Task to complete: Print each entry below precisely as shown.

Items from a dataset:

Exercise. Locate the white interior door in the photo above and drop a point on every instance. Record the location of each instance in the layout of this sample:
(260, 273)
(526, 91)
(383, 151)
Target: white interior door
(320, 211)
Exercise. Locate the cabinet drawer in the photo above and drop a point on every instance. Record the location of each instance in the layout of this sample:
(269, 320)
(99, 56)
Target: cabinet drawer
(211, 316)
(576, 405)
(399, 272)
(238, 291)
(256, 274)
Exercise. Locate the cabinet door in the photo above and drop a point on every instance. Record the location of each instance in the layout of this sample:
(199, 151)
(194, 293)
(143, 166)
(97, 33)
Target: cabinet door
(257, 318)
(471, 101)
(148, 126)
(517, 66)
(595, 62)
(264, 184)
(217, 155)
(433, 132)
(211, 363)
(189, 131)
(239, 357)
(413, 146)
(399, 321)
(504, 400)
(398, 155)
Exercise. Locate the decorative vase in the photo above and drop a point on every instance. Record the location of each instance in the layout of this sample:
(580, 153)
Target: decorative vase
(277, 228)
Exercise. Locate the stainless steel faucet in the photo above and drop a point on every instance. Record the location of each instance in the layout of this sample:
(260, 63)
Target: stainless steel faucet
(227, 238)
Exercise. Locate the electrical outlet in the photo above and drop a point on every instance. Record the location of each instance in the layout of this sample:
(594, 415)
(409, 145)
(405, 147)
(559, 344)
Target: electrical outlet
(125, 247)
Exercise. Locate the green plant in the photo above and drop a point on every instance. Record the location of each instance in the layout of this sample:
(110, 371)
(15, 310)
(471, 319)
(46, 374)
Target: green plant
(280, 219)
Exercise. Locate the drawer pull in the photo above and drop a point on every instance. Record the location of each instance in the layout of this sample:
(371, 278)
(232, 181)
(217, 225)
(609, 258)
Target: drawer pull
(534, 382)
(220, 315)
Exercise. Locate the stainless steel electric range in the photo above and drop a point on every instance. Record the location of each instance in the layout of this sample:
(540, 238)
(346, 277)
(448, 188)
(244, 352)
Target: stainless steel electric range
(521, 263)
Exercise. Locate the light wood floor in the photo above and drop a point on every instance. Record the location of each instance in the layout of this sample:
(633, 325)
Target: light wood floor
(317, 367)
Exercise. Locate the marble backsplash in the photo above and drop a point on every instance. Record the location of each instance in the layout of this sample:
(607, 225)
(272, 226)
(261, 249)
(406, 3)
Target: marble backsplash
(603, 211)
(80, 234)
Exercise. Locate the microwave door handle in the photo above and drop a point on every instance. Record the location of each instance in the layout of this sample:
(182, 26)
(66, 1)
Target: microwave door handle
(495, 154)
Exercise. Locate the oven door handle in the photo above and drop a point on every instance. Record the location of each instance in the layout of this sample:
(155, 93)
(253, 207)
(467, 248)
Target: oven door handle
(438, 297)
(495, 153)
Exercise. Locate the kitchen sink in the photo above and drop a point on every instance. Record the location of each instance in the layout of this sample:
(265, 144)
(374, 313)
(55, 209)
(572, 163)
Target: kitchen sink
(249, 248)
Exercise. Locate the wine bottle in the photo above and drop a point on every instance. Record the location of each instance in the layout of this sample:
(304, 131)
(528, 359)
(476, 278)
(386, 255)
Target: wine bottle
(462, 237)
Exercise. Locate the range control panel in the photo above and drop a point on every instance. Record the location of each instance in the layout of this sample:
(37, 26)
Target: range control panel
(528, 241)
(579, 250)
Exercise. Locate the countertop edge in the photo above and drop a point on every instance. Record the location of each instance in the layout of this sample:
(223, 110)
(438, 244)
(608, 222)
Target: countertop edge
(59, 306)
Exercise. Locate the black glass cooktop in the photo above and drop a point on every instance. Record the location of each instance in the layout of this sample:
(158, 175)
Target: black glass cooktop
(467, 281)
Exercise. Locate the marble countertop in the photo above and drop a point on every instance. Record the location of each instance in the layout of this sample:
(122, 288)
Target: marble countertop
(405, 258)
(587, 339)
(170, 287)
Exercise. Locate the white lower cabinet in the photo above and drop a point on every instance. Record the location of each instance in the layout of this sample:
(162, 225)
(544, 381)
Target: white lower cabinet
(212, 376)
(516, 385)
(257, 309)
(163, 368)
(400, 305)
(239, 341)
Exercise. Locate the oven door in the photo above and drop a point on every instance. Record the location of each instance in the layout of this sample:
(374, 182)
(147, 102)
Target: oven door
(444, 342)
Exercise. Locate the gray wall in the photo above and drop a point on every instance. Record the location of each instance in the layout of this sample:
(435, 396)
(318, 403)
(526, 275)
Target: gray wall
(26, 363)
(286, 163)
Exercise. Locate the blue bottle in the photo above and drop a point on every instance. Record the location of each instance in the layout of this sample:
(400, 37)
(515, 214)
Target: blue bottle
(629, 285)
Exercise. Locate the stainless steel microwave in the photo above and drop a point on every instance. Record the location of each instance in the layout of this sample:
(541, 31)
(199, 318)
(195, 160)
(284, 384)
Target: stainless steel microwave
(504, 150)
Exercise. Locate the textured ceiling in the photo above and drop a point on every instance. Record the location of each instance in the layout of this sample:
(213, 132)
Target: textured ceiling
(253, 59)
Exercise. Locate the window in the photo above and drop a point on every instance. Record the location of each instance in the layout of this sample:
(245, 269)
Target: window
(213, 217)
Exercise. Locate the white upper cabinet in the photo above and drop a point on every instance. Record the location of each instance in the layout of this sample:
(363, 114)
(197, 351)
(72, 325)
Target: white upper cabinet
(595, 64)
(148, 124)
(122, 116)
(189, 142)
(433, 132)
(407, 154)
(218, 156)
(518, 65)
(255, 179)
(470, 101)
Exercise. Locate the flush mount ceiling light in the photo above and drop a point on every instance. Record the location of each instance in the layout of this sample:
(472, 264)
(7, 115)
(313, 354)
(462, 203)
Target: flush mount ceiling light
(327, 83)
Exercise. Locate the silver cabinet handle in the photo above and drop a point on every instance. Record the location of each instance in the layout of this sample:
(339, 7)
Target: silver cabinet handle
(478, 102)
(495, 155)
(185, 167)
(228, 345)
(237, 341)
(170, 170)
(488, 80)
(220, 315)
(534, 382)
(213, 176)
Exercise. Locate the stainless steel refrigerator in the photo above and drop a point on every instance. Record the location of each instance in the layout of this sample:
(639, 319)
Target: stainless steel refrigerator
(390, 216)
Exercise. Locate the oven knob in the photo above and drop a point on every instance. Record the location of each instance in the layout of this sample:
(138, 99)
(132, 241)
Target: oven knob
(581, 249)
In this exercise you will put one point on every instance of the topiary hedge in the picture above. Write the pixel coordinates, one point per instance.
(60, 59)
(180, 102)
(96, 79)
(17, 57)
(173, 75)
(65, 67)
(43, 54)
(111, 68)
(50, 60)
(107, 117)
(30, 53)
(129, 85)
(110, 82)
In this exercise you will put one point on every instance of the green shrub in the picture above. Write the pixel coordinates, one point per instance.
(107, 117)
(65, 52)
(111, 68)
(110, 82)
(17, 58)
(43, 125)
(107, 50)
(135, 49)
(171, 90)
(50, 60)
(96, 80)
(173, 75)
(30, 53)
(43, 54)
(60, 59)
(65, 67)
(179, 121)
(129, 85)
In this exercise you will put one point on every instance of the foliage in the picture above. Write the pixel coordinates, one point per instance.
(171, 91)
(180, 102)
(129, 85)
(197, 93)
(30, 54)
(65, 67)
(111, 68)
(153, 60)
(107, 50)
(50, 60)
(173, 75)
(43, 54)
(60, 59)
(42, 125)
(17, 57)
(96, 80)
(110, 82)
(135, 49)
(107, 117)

Written response:
Exercise. Locate the white interior door in the photo above and drop a point on every instance. Record the location of each instance in the layout of this sample:
(260, 273)
(526, 91)
(383, 151)
Target: white interior door
(320, 211)
Exercise. Locate the cabinet drawer in the photo above and drop a point on every instance. Record the location of each instance in the layout of this sample:
(269, 320)
(99, 56)
Target: cabinet drawer
(211, 316)
(576, 405)
(399, 272)
(238, 291)
(256, 274)
Exercise. Locate the cabinet door in the photo above and drop a point on every instance. Record the location of each instance in the layout of this sample:
(199, 151)
(194, 293)
(143, 166)
(97, 33)
Target: cabinet door
(257, 318)
(471, 101)
(148, 126)
(517, 66)
(595, 62)
(264, 184)
(217, 155)
(433, 132)
(211, 363)
(189, 131)
(239, 357)
(413, 146)
(399, 321)
(504, 400)
(398, 155)
Exercise. Locate the decorative vase in the photo above and drop a point on every instance. Record the location of each instance in the layout of this sample:
(580, 153)
Target: decorative vase
(277, 228)
Exercise. Locate the stainless steel faucet in the photo above and drop a point on every instance. Record the location of each instance in the layout of this sample:
(260, 63)
Target: stainless steel faucet
(227, 238)
Exercise. Locate the electrical outlet in the photo above and drop a point on every instance. Record the location of each instance in the layout of this sample:
(594, 415)
(409, 145)
(405, 147)
(559, 344)
Target: electrical outlet
(125, 247)
Exercise. Locate the green plant in the photo above and drop a point on every instance. Record the location of each instance in the layout of this sample:
(110, 371)
(15, 310)
(471, 319)
(46, 374)
Target: green plant
(280, 219)
Exercise. Locate the drawer pull in the photo above and drop a point on every instance. Record the location of each instance in the layout of this sample:
(371, 278)
(232, 181)
(217, 225)
(609, 258)
Target: drawer pull
(534, 382)
(220, 315)
Exercise. Locate the stainless steel electric range in the photo above and drop a point on every instance. Record the location of each instance in the layout of this sample:
(540, 238)
(346, 277)
(448, 188)
(244, 352)
Target: stainless steel electric range
(521, 263)
Exercise. Locate the light wood floor in the photo above and drop a point on every instance. Record the location of each instance in the layout of this sample:
(633, 325)
Target: light wood floor
(317, 367)
Exercise. Locate the marble backsplash in the photo above and drop a point on every instance. Record the location of each instance in the layout of this sample:
(607, 225)
(272, 226)
(261, 249)
(406, 3)
Target: marble backsplash
(603, 211)
(80, 234)
Exercise. Locate the microwave door handle in the photo above and drop a point on every instance. Record the location of each instance in the layout of this sample:
(182, 26)
(66, 1)
Target: microwave door handle
(495, 154)
Exercise. Locate the oven door handle in the photo above and drop a point on every instance. Record the location of each instance in the layout of this sample:
(155, 93)
(253, 207)
(467, 248)
Target: oven door handle
(438, 297)
(495, 153)
Exercise. Locate the kitchen sink in the photo above and drop a point on every instance. Record the location of each instance in the layout of this sample:
(265, 144)
(374, 313)
(55, 209)
(572, 163)
Target: kitchen sink
(249, 248)
Exercise. Locate the wine bottle in the photo above and drop a point on every instance. Record the location of each instance in the layout of this sample:
(304, 131)
(528, 359)
(476, 278)
(386, 255)
Target: wine bottle
(462, 237)
Exercise. Locate the range control panel in the photo above and drop a point on every instance. Record the location of each instance in the layout of this sample:
(37, 26)
Target: range control panel
(528, 241)
(579, 250)
Exercise. Locate the countertop edge in the photo above and drop a point on every instance. Record the location of each instance in the layout of this sample:
(223, 110)
(438, 244)
(608, 222)
Target: countertop edge
(59, 306)
Exercise. Locate the black glass cooktop in the photo above and drop a point on every instance. Record the location of each instance in the layout of this sample:
(158, 175)
Target: black glass cooktop
(467, 281)
Exercise. Locate the marble countertop in the photo above and drop a point on every instance. Record the location of each instance in the layout of this sample:
(122, 288)
Target: marble countertop
(405, 258)
(587, 339)
(170, 287)
Exercise. Locate the white lower cabinet in the photo above and drop a point on every instance. Record the location of each instance in the layout of this sample:
(162, 225)
(544, 381)
Target: white lower cabinet
(212, 376)
(516, 385)
(257, 309)
(163, 368)
(400, 305)
(239, 341)
Exercise. Locate the oven door in the photo above and drop a point on every instance. Record the location of each instance in the layout of this sample:
(374, 182)
(147, 102)
Target: oven door
(444, 342)
Exercise. Locate the gray wall in the photo above and drop a point on every instance. Record the location of each instance in the layout of this sample:
(435, 396)
(318, 403)
(526, 275)
Target: gray wall
(26, 363)
(286, 163)
Exercise. Locate the blue bottle in the photo above and drop a point on every instance. Record the location of each instance in the layout of this sample:
(400, 37)
(515, 214)
Target: blue bottle
(629, 285)
Exercise. Locate the stainless steel microwave in the photo above and drop a point on every instance. Record the location of each instance in the layout of this sample:
(541, 31)
(199, 318)
(195, 160)
(284, 384)
Target: stainless steel microwave
(504, 150)
Exercise. Locate the textured ceiling in the photo above and drop a point on every instance. Record the location of each instance in the layout of this sample:
(213, 132)
Target: textured ceiling
(253, 59)
Exercise. Locate the window in the photo above and drop a point on every instance. Record the location of each instance in the layout of this sample:
(245, 269)
Target: window
(213, 217)
Exercise. Locate the white upper cabinet in the photo above and drop a point on every instance. Record the location of each instance in the layout of this sample:
(363, 114)
(197, 351)
(72, 325)
Target: white upper cabinet
(595, 64)
(148, 124)
(122, 116)
(189, 142)
(433, 132)
(407, 154)
(218, 156)
(518, 65)
(255, 179)
(470, 101)
Exercise. Locate the flush mount ceiling light in the photo above and drop a point on every instance. Record the location of each instance in the layout of this sample:
(472, 264)
(7, 115)
(313, 354)
(462, 203)
Target: flush mount ceiling light
(327, 83)
Exercise. Locate the silver cabinet handle in the photo above and drop a point on every instance. Record the location of each instance in the layout of this sample:
(339, 7)
Target: silver cabinet handle
(478, 102)
(495, 155)
(185, 167)
(228, 345)
(237, 341)
(170, 170)
(488, 80)
(220, 315)
(534, 382)
(213, 176)
Exercise. Locate the stainless steel refrigerator in the photo above and drop a point on every instance. Record the location of each instance in the layout of this sample:
(639, 319)
Target: stainless steel refrigerator
(390, 216)
Exercise. Locate the oven knob in the photo above and drop a point on every instance. Record the location of each instance in the layout of this sample:
(138, 99)
(132, 241)
Target: oven knob
(581, 249)
In this exercise you will put one point on every instance of the topiary hedge in the picture above. Write the pixel coordinates, one point per instance.
(60, 59)
(180, 102)
(96, 79)
(17, 57)
(173, 75)
(65, 67)
(43, 54)
(111, 68)
(50, 60)
(107, 117)
(30, 53)
(129, 85)
(110, 82)
In this exercise you will put one point on every instance of the green shrub in the picture above. Write the pixel coordinates, one point per instance.
(107, 117)
(65, 52)
(111, 68)
(110, 82)
(17, 58)
(43, 125)
(107, 50)
(135, 49)
(171, 90)
(50, 60)
(96, 80)
(173, 75)
(30, 53)
(43, 54)
(60, 59)
(65, 67)
(179, 121)
(129, 85)
In this exercise you will put one point on every instance of the foliage in the picture above. Write the pixel coordinates, one point per instance.
(171, 91)
(180, 102)
(129, 85)
(197, 93)
(30, 54)
(65, 67)
(111, 68)
(153, 60)
(107, 50)
(50, 60)
(173, 75)
(43, 54)
(60, 59)
(42, 125)
(17, 57)
(96, 80)
(110, 82)
(135, 49)
(107, 117)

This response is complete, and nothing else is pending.